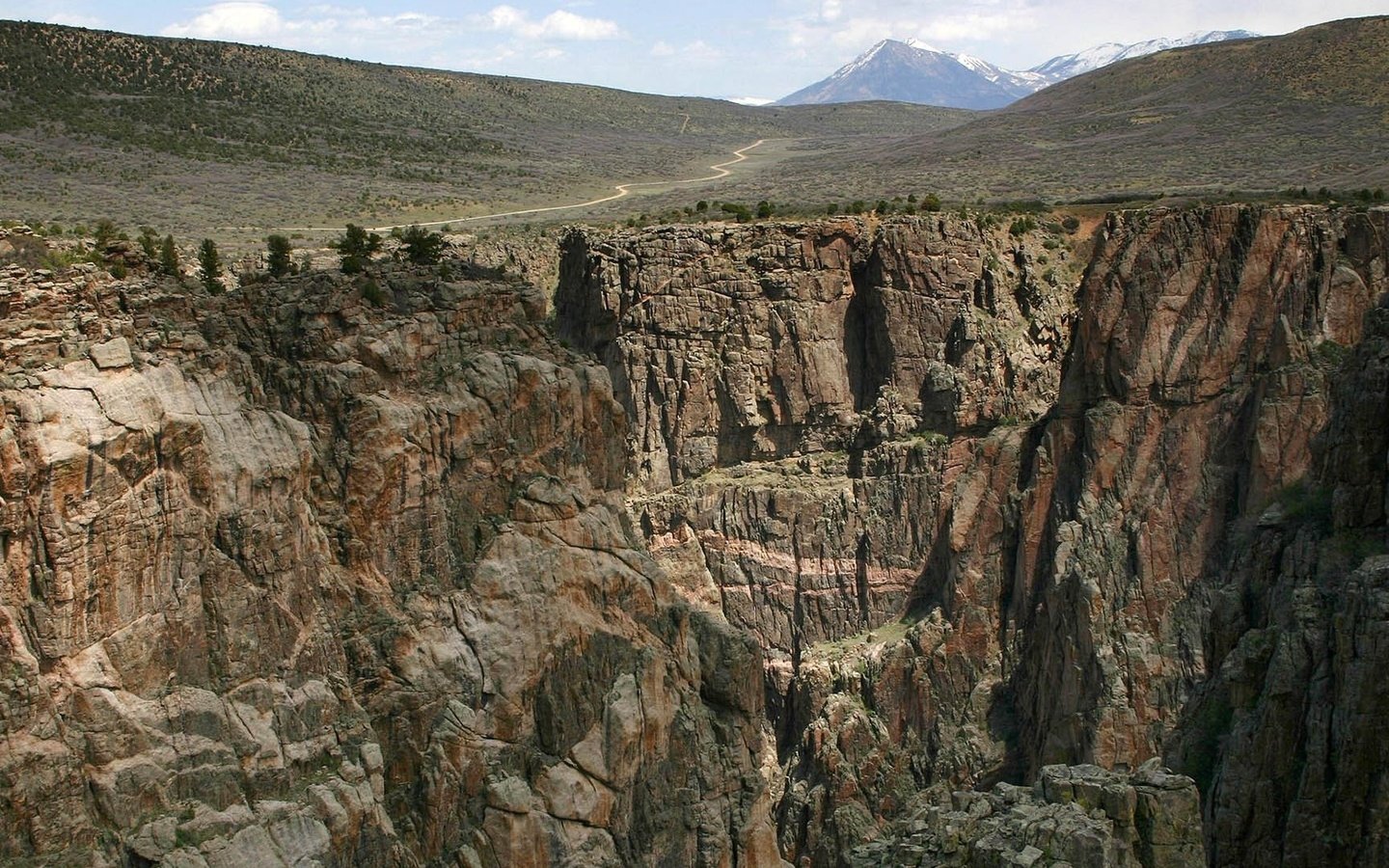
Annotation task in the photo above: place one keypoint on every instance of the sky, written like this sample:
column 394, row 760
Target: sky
column 750, row 50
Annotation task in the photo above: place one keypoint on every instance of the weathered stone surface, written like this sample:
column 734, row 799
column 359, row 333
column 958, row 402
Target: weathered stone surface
column 818, row 404
column 312, row 581
column 1081, row 816
column 302, row 581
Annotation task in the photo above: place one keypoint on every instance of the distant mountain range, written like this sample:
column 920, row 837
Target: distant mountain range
column 915, row 72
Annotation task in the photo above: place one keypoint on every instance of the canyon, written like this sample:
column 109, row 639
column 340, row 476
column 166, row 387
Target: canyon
column 843, row 542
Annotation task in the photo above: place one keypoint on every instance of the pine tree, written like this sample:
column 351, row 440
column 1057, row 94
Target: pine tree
column 168, row 258
column 356, row 248
column 211, row 265
column 277, row 258
column 422, row 248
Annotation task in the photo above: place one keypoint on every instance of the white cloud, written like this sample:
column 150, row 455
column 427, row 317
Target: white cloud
column 236, row 21
column 697, row 52
column 75, row 19
column 560, row 24
column 331, row 29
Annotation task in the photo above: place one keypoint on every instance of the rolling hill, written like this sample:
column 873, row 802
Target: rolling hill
column 207, row 138
column 1310, row 109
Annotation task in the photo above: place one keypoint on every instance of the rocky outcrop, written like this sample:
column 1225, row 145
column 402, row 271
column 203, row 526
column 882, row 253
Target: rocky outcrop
column 984, row 521
column 287, row 578
column 1083, row 817
column 793, row 389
========================================
- [Task to complete] Reproduce the listing word for word, from its beginning down through the line containing "column 302, row 581", and leave the pictures out of your answer.

- [Solution to this problem]
Annotation task in the photo above: place one keypoint on every instance of the sky, written like this sample:
column 394, row 760
Target: sky
column 750, row 50
Annotation task in the photo above: place one keypoint on every instance of the weathered stone surface, written like this sample:
column 734, row 799
column 359, row 333
column 958, row 402
Target: weathered stone surface
column 818, row 404
column 312, row 581
column 1081, row 816
column 302, row 581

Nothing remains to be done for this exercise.